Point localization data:

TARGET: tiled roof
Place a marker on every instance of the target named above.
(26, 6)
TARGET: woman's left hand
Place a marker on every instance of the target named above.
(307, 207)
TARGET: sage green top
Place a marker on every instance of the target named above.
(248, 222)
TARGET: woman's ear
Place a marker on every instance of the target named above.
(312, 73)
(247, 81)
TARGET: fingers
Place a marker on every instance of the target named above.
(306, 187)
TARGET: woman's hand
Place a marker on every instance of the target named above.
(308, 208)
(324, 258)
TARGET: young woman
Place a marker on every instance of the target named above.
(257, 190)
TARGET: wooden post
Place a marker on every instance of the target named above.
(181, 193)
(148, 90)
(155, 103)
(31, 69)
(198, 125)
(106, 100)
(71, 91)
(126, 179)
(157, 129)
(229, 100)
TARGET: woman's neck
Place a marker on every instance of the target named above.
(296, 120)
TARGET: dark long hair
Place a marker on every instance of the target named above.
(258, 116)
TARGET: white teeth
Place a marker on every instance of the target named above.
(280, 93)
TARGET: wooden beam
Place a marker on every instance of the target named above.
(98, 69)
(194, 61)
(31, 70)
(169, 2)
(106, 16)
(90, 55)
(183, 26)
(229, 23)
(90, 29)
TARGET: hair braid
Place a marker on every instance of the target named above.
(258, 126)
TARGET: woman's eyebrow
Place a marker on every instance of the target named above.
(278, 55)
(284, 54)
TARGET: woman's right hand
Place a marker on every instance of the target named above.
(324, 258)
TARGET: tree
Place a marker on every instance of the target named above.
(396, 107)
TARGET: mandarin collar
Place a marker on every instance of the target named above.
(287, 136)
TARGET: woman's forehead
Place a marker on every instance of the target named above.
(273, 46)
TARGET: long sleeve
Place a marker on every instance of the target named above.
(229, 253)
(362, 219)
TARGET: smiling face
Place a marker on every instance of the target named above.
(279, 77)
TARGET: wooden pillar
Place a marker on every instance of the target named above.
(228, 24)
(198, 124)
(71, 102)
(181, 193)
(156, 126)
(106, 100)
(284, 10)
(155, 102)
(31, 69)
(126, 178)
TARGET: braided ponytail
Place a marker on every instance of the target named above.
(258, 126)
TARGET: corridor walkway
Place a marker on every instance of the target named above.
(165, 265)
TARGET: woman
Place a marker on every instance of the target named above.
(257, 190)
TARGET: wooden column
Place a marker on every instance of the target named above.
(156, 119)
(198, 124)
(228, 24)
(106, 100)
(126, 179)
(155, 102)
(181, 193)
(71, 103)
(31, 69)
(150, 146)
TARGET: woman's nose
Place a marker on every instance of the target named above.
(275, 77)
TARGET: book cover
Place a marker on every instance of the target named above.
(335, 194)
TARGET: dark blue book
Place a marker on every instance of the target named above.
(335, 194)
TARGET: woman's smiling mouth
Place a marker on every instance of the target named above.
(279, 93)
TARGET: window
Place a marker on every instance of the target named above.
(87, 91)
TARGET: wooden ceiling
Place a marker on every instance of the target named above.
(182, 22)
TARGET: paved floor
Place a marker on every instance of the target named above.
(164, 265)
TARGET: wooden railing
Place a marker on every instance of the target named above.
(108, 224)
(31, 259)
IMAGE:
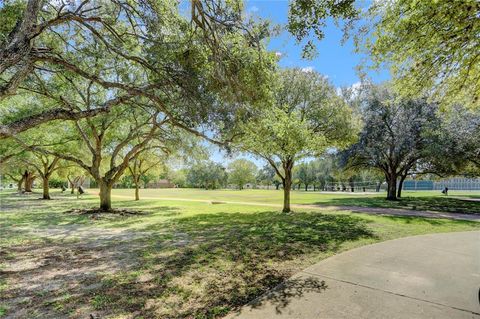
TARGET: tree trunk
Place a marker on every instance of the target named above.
(287, 185)
(29, 178)
(46, 190)
(20, 183)
(400, 185)
(105, 196)
(392, 187)
(137, 192)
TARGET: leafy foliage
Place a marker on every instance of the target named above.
(430, 46)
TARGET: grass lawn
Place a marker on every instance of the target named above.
(417, 200)
(180, 259)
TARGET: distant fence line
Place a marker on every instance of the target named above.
(455, 183)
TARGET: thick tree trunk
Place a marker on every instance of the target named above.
(392, 187)
(46, 190)
(105, 196)
(137, 192)
(400, 185)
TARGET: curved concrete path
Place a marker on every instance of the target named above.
(429, 276)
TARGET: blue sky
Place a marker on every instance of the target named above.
(334, 60)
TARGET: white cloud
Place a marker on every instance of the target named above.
(307, 69)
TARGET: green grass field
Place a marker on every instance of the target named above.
(180, 258)
(418, 200)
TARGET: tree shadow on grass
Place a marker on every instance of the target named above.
(293, 288)
(205, 266)
(170, 266)
(428, 203)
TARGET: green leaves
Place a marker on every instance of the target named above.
(430, 46)
(306, 119)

→ ASSIGNMENT
Filter the records above, keeping each line that contains the word "green".

→ EXPECTED ANSWER
TARGET: sage green top
TARGET: green grass field
TARGET: green leaves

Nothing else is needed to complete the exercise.